▸ Tâche à réaliser:
Restitue la liste ci-dessous en entier sous forme de tableau Markdown à deux colonnes, « Numéro » et « Ligne de la liste », sans les lignes vides. Laisse les images hors de ta réponse.
□ □ □ □
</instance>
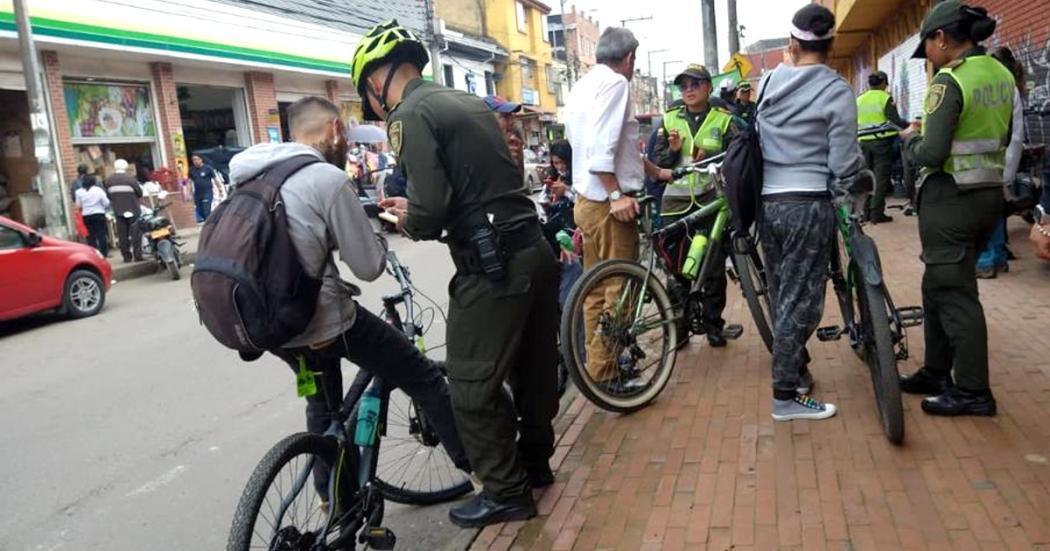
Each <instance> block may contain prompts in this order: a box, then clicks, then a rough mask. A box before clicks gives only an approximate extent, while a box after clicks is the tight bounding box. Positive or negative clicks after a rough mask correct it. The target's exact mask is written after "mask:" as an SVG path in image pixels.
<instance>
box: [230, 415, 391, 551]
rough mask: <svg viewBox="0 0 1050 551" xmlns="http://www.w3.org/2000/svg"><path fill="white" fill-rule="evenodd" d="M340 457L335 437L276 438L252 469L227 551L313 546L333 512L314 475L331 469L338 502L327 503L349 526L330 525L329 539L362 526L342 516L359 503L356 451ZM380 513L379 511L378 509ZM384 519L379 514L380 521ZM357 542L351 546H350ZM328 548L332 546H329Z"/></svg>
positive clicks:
□ □ □ □
▸ Corrigé de l'exercice:
| Numéro | Ligne de la liste |
|---|---|
| 1 | </instance> |
| 2 | Each <instance> block may contain prompts in this order: a box, then clicks, then a rough mask. A box before clicks gives only an approximate extent, while a box after clicks is the tight bounding box. Positive or negative clicks after a rough mask correct it. The target's exact mask is written after "mask:" as an SVG path in image pixels. |
| 3 | <instance> |
| 4 | box: [230, 415, 391, 551] |
| 5 | rough mask: <svg viewBox="0 0 1050 551" xmlns="http://www.w3.org/2000/svg"><path fill="white" fill-rule="evenodd" d="M340 457L335 437L276 438L252 469L227 551L313 546L333 512L314 475L331 469L338 502L327 503L349 526L330 525L329 539L362 526L342 516L359 503L356 451ZM380 513L379 511L378 509ZM384 519L379 514L380 521ZM357 542L351 546H350ZM328 548L332 546H329Z"/></svg> |
| 6 | positive clicks: |